» Aufgabenstellung:
1. Wie lautet der Satz „Medizinische Innovationen würden ohne den Wettbewerb mit der PKV erschwert.“ aus dem Text zur Bürgerversicherung auf Englisch?
2. Beantworte drei Fragen zum Text zur Bürgerversicherung:
(a) Wer warnt, dass die Gesundheitsversorgung mit den SPD-Plänen für alle Bürger schlechter werden würde?
(b) Was müssten Tausende Ärzte, Zahnärzte, Hebammen und viele andere Helfer tun?
(c) Für wen würden die Wartezeiten länger?
3. Wie könnte der Text zur Bürgerversicherung nach dem Satz „Die Wartezeiten würden für alle länger.“ weitergehen? Setze ihn fort.
══ Textauszug ══
Das einzig Gute an der Bürgerversicherung ist der nett klingende Name – doch dahinter verbergen sich schlimme Folgen für die medizinische Versorgung und für den Arbeitsmarkt. Sie würde nur Verlierer erzeugen. Zu Recht warnen zahlreiche Ärzteverbände, dass die Gesundheitsversorgung mit den SPD-Plänen für alle Bürger schlechter werden würde:

  • Tausende Ärzte, Zahnärzte, Hebammen und viele andere Helfer müssten ihre Praxen schließen.
  • Medizinische Innovationen würden ohne den Wettbewerb mit der PKV erschwert.
  • Die Wartezeiten würden für alle länger.
═══
══ Vorliegende Daten ══
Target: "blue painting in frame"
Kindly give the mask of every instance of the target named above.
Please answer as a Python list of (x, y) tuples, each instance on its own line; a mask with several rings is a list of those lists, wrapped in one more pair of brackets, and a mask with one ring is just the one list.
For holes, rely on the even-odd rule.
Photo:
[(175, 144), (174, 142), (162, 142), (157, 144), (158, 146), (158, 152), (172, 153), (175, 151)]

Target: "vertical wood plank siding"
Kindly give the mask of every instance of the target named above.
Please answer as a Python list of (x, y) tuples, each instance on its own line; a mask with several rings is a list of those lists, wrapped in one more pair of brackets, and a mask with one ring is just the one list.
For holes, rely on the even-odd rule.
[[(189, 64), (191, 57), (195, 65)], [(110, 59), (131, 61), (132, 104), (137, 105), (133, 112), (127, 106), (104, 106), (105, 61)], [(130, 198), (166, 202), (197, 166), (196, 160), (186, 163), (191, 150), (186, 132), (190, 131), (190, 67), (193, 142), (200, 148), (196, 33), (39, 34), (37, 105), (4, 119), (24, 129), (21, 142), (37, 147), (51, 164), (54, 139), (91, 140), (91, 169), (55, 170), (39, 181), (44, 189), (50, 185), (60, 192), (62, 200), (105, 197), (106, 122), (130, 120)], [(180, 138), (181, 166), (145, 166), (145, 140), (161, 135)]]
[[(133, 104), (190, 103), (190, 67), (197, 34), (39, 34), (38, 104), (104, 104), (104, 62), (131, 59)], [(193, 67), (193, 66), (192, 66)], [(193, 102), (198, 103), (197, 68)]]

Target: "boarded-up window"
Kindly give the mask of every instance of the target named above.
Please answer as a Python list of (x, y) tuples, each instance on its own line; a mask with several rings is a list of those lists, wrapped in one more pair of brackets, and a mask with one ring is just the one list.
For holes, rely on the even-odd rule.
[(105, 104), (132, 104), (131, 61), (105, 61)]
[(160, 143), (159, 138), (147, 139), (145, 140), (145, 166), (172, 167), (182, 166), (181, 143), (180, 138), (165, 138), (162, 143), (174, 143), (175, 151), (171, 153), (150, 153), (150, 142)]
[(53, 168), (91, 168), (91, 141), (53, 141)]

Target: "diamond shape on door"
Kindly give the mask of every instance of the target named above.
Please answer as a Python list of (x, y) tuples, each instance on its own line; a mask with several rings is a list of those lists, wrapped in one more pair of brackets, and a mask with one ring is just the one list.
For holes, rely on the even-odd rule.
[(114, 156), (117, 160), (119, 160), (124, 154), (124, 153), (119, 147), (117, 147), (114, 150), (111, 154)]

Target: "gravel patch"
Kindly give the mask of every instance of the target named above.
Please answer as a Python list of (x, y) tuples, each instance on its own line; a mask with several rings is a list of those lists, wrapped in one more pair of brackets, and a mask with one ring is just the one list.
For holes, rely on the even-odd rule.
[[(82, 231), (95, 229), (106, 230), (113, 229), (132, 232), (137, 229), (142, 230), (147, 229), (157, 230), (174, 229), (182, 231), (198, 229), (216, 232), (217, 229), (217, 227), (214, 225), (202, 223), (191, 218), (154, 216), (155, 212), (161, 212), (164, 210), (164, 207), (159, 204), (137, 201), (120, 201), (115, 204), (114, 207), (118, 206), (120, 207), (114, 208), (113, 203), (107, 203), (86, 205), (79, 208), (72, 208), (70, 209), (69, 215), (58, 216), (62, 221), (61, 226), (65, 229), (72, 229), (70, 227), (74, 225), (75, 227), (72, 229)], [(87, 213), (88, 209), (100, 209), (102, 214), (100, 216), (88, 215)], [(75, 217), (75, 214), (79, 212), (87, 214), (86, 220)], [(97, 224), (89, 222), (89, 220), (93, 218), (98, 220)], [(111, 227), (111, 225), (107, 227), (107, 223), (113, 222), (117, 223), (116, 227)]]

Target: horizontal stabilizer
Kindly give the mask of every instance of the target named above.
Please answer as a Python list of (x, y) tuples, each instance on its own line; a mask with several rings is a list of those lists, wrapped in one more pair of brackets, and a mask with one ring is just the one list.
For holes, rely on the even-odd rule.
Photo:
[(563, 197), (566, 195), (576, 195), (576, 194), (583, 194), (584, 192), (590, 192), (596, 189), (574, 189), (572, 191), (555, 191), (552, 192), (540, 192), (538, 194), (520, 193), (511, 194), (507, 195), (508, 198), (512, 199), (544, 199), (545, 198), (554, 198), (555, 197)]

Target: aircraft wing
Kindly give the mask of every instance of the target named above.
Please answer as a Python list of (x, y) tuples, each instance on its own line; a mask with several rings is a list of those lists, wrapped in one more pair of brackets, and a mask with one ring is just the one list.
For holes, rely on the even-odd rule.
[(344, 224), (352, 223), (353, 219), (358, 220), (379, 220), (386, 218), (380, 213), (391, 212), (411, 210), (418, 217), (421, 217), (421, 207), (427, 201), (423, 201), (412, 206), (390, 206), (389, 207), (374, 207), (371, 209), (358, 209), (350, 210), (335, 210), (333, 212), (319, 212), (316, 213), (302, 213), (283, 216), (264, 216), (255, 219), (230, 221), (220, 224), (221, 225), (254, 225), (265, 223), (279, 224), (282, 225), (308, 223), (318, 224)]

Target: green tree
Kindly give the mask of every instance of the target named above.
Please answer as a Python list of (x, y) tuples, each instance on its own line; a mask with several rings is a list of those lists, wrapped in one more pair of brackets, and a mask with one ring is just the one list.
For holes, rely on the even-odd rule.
═══
» Lösungen:
1. Medical innovations would be hampered without competition with the PKV.

2.
(a) Zahlreiche Ärzteverbände.
(b) Sie müssten ihre Praxen schließen.
(c) Für alle.

3.
Die Verfechter der Einheitskasse reden von einer angeblichen Zweiklassenmedizin und zielen damit auf Neidreflexe. Als Beleg nennen sie vor allem unterschiedliche Wartezeiten. Natürlich freut sich keiner, im Wartezimmer zu sitzen oder für Routineuntersuchungen erst Termine in einigen Wochen zu bekommen – aber Tatsache ist: Im Notfall und bei akuten Schmerzen gibt es bei uns gar keine Terminfristen; da wird jeder sofort versorgt, egal, wie er versichert ist. Und alle Versicherten – gesetzlich wie privat – haben grundsätzlich Zugang zu denselben hochklassigen Versorgungseinrichtungen.

Tatsache ist: Länder mit Einheitssystemen ohne den Wettbewerb mit privaten Versicherungen haben viel längere Wartezeiten bis zu sechs Monaten, wie in den Niederlanden oder Großbritannien. Doch hierzulande wird versucht, Wartezeiten von sechs Wochen zu skandalisieren. Viele seriöse Studien zeigen: Unser duales Gesundheitssystem ist Weltmeister bei den kürzesten Wartezeiten.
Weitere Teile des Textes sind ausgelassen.